Instructions for the task ▸
For the material below, count each line where the string "point" appears, then return the total alone.

Record set ▸
===============

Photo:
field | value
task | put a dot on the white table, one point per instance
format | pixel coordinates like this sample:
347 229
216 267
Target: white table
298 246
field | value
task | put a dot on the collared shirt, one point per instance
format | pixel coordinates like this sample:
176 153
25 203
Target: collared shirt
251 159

===============

Reply to the task ▸
2